Referring expression pointing data:
********************

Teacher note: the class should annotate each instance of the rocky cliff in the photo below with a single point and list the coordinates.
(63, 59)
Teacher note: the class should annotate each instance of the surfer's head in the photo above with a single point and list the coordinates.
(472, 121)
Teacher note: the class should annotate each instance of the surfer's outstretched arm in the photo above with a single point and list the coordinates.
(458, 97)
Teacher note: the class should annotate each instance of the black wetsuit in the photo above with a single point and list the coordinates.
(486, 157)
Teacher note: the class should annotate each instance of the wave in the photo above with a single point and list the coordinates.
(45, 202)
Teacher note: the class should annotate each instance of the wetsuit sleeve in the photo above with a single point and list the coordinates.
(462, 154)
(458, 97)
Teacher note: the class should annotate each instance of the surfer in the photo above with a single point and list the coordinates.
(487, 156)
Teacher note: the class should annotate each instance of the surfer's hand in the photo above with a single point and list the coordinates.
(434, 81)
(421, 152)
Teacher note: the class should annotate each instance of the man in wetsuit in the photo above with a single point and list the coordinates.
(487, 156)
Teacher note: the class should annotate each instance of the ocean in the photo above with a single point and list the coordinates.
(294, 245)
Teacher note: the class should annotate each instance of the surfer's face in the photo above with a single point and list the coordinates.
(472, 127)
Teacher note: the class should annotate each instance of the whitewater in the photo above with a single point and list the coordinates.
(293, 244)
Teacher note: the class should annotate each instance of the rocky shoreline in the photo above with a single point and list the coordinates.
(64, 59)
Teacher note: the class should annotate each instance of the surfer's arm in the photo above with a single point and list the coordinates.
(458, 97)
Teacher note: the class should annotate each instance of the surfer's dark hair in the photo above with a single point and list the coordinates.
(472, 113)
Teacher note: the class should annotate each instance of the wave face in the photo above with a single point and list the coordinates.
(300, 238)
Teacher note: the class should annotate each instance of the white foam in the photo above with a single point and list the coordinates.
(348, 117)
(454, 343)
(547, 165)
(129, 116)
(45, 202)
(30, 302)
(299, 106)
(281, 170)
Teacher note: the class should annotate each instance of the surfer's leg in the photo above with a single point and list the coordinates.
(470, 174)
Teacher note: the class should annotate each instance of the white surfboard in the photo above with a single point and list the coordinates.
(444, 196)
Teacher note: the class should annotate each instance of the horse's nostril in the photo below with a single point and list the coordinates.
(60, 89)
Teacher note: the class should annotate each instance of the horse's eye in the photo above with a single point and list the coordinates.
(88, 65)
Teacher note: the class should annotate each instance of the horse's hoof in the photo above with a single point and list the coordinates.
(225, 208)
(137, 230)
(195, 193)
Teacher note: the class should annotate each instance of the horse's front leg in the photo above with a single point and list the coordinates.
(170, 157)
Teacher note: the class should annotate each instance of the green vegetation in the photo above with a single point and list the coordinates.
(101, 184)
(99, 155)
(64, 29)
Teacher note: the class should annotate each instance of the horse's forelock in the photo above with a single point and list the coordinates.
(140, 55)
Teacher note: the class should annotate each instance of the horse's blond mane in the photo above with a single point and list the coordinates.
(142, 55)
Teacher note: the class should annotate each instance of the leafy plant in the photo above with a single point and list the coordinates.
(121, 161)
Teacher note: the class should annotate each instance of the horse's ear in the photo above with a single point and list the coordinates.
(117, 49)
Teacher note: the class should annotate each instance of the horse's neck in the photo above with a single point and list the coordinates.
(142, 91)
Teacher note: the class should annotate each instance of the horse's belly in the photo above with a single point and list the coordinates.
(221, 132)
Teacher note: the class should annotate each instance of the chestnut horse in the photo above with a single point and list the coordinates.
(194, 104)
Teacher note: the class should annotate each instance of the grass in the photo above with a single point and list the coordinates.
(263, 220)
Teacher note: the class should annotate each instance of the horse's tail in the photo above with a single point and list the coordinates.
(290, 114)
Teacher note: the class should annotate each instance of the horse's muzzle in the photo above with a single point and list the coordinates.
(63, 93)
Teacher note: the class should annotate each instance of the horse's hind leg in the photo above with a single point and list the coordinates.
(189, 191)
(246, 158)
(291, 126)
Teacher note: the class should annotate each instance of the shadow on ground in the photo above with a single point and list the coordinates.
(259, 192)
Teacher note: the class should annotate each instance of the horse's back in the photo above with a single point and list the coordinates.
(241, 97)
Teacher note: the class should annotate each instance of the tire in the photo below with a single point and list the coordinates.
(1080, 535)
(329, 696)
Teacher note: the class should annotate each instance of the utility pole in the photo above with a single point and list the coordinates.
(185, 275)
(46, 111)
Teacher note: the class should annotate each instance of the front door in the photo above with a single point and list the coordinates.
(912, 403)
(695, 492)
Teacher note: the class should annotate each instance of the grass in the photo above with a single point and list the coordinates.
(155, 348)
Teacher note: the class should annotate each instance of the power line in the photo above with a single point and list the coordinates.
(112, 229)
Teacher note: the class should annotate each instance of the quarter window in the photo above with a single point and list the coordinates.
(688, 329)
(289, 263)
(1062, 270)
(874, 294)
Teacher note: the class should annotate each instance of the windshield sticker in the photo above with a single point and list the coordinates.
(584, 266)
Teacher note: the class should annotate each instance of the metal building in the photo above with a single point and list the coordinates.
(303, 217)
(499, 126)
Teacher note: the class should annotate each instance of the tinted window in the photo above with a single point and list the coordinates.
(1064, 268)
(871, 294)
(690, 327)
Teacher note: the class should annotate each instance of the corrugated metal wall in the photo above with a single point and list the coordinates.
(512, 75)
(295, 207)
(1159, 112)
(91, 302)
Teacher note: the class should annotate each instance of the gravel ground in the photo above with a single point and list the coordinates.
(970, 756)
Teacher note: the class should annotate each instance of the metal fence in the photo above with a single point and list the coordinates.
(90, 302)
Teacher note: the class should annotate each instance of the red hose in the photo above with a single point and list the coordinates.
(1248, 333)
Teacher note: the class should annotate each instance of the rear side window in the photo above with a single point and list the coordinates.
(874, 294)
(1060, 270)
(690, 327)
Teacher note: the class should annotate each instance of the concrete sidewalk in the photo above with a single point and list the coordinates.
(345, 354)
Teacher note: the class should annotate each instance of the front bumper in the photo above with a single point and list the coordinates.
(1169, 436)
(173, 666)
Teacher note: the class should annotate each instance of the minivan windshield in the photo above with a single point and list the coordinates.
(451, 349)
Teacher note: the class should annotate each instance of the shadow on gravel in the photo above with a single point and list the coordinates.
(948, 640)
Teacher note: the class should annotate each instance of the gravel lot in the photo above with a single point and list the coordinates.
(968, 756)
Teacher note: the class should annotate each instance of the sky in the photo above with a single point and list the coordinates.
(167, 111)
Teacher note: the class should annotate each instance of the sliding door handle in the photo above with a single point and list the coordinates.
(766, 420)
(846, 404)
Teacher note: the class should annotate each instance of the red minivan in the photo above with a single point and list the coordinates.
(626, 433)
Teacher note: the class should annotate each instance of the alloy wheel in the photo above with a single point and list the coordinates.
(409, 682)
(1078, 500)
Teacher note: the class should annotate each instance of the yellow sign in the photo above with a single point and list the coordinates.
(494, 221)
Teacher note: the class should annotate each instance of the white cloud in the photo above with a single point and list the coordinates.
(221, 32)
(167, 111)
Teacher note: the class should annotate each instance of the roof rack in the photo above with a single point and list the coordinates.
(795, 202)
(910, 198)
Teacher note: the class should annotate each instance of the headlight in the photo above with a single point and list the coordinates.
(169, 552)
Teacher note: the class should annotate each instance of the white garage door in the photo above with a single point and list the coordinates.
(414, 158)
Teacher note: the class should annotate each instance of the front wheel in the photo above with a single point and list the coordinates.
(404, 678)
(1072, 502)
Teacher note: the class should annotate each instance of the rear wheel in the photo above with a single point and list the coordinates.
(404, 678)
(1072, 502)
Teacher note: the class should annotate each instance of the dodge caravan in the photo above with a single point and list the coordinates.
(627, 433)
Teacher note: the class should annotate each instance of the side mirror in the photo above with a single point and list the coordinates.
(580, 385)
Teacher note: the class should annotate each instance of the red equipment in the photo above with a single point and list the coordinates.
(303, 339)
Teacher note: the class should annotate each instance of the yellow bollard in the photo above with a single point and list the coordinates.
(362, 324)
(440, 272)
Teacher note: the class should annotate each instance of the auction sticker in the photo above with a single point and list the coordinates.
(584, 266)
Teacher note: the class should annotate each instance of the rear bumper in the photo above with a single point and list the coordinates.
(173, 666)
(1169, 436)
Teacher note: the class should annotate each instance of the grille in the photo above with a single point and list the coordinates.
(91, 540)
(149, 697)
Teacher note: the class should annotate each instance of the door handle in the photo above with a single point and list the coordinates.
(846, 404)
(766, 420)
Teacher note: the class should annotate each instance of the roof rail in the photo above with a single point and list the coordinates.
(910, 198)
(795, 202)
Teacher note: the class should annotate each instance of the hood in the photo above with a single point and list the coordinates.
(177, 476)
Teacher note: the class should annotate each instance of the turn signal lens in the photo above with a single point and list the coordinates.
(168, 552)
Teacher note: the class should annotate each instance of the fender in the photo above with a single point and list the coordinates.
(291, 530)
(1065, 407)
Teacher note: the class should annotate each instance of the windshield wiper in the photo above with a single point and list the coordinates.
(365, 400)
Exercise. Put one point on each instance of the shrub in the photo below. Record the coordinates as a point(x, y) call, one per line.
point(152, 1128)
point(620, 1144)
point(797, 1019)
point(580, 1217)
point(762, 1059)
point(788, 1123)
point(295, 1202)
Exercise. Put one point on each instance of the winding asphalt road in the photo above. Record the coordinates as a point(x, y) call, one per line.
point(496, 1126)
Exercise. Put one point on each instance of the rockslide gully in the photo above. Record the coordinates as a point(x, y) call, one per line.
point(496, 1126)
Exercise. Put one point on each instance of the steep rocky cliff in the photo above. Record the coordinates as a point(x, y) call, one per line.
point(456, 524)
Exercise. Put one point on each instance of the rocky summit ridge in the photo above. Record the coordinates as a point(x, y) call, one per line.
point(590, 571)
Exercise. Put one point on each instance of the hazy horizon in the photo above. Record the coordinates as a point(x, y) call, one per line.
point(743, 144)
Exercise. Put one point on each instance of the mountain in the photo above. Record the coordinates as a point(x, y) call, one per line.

********************

== Requirement ==
Using the records above, please repeat the line with "Exercise. Put one point on each instance of the rocky" and every line after it exactly, and give no other text.

== Solution for this exercise ==
Exercise. Put one point on each instance of the rocky summit ridge in the photo above. Record the coordinates as a point(x, y) call, one per line.
point(590, 571)
Exercise. Put one point on each instance of the hazy horizon in the photo above. Record the coordinates as a point(x, y) call, one per line.
point(743, 144)
Exercise. Put one point on each instance of the mountain in the photo above. Record the coordinates as a point(x, y) call, one per line.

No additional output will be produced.